DIRECTIONS — Give the data a second time, exactly and in full.

====

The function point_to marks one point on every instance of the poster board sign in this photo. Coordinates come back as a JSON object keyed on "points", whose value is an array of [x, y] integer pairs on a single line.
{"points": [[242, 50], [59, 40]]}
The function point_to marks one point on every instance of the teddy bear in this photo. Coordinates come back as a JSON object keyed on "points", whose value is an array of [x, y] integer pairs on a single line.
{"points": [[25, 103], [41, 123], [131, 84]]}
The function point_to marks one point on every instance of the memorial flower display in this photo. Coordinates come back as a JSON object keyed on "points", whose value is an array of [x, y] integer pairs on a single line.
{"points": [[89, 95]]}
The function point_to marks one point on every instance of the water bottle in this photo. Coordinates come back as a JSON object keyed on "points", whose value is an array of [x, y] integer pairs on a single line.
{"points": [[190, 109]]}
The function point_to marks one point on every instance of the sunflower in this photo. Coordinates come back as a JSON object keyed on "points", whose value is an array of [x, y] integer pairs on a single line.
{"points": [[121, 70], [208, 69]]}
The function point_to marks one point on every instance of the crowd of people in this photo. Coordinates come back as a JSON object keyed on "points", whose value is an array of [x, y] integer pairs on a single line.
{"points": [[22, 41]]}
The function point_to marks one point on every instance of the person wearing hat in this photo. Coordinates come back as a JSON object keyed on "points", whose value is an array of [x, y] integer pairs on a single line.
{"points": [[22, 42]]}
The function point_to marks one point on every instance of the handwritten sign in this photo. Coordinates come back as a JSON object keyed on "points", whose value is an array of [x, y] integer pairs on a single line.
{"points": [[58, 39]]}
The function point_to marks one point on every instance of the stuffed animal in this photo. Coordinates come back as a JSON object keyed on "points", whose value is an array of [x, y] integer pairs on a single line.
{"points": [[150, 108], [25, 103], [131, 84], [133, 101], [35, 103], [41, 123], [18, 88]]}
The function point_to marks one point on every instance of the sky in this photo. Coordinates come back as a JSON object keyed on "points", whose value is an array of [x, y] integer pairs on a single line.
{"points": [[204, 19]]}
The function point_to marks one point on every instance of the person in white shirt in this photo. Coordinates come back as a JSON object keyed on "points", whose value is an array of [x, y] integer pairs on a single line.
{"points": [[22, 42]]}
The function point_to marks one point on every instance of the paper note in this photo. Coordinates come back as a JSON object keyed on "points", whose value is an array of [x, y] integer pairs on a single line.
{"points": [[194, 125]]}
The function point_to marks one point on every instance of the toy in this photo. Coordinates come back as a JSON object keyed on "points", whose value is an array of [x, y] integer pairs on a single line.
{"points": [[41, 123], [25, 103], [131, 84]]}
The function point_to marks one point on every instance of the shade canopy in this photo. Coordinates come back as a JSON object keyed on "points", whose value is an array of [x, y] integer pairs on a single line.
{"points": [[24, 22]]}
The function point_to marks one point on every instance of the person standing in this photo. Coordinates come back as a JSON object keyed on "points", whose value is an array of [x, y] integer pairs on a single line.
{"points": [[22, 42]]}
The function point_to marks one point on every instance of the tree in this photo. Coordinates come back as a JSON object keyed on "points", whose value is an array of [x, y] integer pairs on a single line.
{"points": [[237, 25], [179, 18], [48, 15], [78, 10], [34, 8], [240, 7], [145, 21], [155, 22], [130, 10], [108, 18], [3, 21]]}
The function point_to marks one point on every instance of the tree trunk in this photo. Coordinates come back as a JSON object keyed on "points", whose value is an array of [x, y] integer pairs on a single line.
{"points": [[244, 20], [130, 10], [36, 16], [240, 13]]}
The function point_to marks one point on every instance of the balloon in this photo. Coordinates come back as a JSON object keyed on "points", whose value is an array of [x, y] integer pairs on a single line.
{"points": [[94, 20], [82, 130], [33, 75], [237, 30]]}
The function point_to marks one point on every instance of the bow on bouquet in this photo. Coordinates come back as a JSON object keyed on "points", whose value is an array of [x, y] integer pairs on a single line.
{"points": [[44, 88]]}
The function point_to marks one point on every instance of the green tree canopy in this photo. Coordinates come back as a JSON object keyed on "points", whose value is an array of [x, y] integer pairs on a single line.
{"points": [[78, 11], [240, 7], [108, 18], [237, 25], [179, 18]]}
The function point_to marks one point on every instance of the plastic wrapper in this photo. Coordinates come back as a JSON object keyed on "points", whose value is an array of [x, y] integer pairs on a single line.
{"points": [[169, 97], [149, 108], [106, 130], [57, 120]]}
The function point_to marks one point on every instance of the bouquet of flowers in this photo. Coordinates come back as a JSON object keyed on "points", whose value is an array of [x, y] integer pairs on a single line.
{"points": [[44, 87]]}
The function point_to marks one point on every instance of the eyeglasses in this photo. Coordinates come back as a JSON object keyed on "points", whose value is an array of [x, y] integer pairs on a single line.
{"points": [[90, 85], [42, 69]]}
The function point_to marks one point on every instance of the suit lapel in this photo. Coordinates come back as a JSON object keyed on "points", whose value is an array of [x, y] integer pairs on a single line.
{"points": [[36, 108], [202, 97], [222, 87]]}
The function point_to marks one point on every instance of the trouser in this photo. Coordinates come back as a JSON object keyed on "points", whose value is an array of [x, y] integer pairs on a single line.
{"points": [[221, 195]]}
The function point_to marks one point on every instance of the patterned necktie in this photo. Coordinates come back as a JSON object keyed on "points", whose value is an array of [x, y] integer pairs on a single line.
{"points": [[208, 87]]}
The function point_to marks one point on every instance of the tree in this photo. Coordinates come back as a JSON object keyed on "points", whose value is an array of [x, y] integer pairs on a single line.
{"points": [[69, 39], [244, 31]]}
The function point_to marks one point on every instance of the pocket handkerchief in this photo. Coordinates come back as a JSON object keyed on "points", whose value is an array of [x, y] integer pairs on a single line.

====

COMPLETED EXERCISE —
The function point_to marks one point on every instance of the poster board sign in this photo. Coordinates come back as a JSON object keyed on "points", whose value is an array of [x, y] integer pairs on a single line.
{"points": [[242, 50], [59, 40]]}
The function point_to marks one point on every instance of the teddy bear in this photo. Coordinates come back as a JSON object keyed on "points", whose value is an array of [x, y] integer pairs on a single line.
{"points": [[25, 103], [41, 123], [131, 84]]}
The function point_to marks one point on every instance of the memorial flower display in this photo. Coordinates come back as a JSON object keyed on "points", whose value is an array of [x, y] integer pairs on a single line.
{"points": [[89, 95]]}
The function point_to marks one point on every instance of the water bottle in this photo. Coordinates come back as a JSON object keyed on "points", whose value is an array of [x, y] integer pairs on a single line.
{"points": [[190, 109]]}
The function point_to marks one point on every instance of the sunflower in this photo. Coordinates come back as a JSON object keyed on "points", whose value is an array of [x, y] integer pairs on a single line.
{"points": [[121, 70], [208, 69]]}
The function point_to marks one point on every instance of the crowd of people in this photo. Coordinates come back as a JSON object keyed on "points", whose value is an array of [x, y] integer pairs on a single line.
{"points": [[22, 41]]}
The function point_to marks one point on every instance of the person wearing hat in this photo. Coordinates come back as a JSON object keyed on "points", whose value is an array of [x, y] integer pairs on a single line.
{"points": [[22, 42]]}
The function point_to marks one point on every instance of the handwritten sign in this photo. Coordinates come back as a JSON object keyed on "points", whose value is an array of [x, y] integer pairs on a single line.
{"points": [[58, 39]]}
The function point_to marks one point on every instance of the stuffed animal in this photo. Coordinates come back as a JSON object keyed on "points", whose value is an array of [x, y] integer pairs on a single line.
{"points": [[150, 108], [25, 103], [131, 84], [133, 101], [35, 103], [41, 123], [18, 88]]}
The function point_to marks one point on every instance of the sky in this photo. Coordinates come back as a JSON object keyed on "points", whose value is an array of [x, y] integer pairs on a single line.
{"points": [[204, 19]]}
The function point_to marks one point on every instance of the person in white shirt in this photo. Coordinates come back as a JSON object keyed on "points", whose value is an array of [x, y] integer pairs on a single line.
{"points": [[22, 42]]}
The function point_to marks one point on every instance of the paper note in this photo. Coordinates come back as a JSON object keyed on "points", whose value is an array of [x, y] integer pairs on a single line.
{"points": [[194, 125]]}
The function point_to marks one point on every instance of the toy in this photo. Coordinates come back as a JSON object keyed on "points", whose value is an array of [x, y] integer pairs on a single line.
{"points": [[41, 123], [25, 103], [131, 84]]}
The function point_to marks one point on every instance of the shade canopy in this photo. Coordinates come back as a JSON object keyed on "points", whose value is an array of [x, y] integer pairs on a single line.
{"points": [[24, 22]]}
The function point_to marks one point on every instance of the person standing in this photo. Coordinates come back as a JSON object keyed on "points", whose value is an array of [x, y] integer pairs on a single line.
{"points": [[22, 42]]}
The function point_to marks one point on every instance of the tree in this photo. Coordinates come back as a JSON object keyed on "points", whose value is an array of [x, y] integer pairs on a single line.
{"points": [[237, 25], [179, 18], [48, 15], [78, 10], [34, 8], [240, 7], [145, 21], [155, 22], [130, 10], [108, 18], [3, 21]]}
The function point_to marks one point on every instance of the tree trunk in this photo. Coordinates come back as a JSON object keyed on "points", whose value is an array of [x, y] integer pairs on a single line.
{"points": [[244, 20], [130, 10], [36, 16], [240, 13]]}
The function point_to marks one point on every instance of the balloon in this photo. Coordinates come back as a JSON object keyed on "points", whose value is an array of [x, y] integer pairs on a single line.
{"points": [[94, 20], [82, 130], [33, 75], [237, 30]]}
The function point_to marks one point on every instance of the bow on bouquet in this photo. Coordinates come back as a JSON object keyed on "points", whose value is an array of [x, y] integer pairs on a single line.
{"points": [[44, 88]]}
The function point_to marks one point on every instance of the green tree canopy in this photo. Coordinates come back as a JSON object keyed on "points", whose value is an array of [x, y] integer pairs on a single line.
{"points": [[78, 11], [240, 7], [108, 18], [237, 25], [179, 18]]}
The function point_to marks one point on every instance of the plastic wrapper in this photo. Coordinates come back as a JSON object keyed on "points", whose value is an array of [x, y] integer pairs on a single line.
{"points": [[169, 97], [149, 108], [106, 130], [57, 120]]}
The function point_to marks one point on every instance of the bouquet of flowers in this photo. Coordinates come back as a JSON object keyed on "points", whose value is an array of [x, y] integer pairs on a single line.
{"points": [[44, 87]]}
The function point_to marks one point on every instance of the eyeglasses in this photo. Coordinates come back as a JSON object keyed on "points", whose value is an array of [x, y] integer pairs on a single line.
{"points": [[90, 85], [42, 69]]}
The function point_to marks one point on every instance of the suit lapel in this photo. Coordinates come back as a JSON object keyed on "points", whose value is an array of [x, y] integer pairs on a single line.
{"points": [[36, 108], [202, 97], [222, 87]]}
The function point_to marks one point on every instance of the trouser in this photo. Coordinates come back as a JSON object keyed on "points", whose value is an array of [x, y] integer pairs on a single line.
{"points": [[221, 195]]}
The function point_to marks one point on every instance of the patterned necktie in this photo. Coordinates come back as a JSON object keyed on "points", whose value is an array of [x, y] integer pairs on a single line.
{"points": [[208, 87]]}
The function point_to marks one point on every instance of the tree in this photo. Coordinates come back as a JSON object keyed on "points", whose value is an array of [x, y] integer pairs on a single line.
{"points": [[69, 39], [244, 31]]}
The function point_to marks one point on every instance of the pocket handkerchief in this photo. Coordinates come back as a JSON object keyed on "points", whose value is an array of [x, y] integer pairs on a single line.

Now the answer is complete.